◆ Your assignment: Retype the data exactly. Spelling and punctuation stay as they are.

◆ Data for analysis:
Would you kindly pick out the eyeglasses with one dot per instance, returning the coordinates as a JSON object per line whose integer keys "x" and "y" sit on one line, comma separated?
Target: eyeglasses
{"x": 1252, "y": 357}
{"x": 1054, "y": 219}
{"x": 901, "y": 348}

◆ Your response:
Would you kindly pick out the eyeglasses with one dot per instance, returning the coordinates as a JSON object per line whose integer keys "x" and "y" sit on one line, comma separated?
Target: eyeglasses
{"x": 1252, "y": 357}
{"x": 1054, "y": 219}
{"x": 901, "y": 348}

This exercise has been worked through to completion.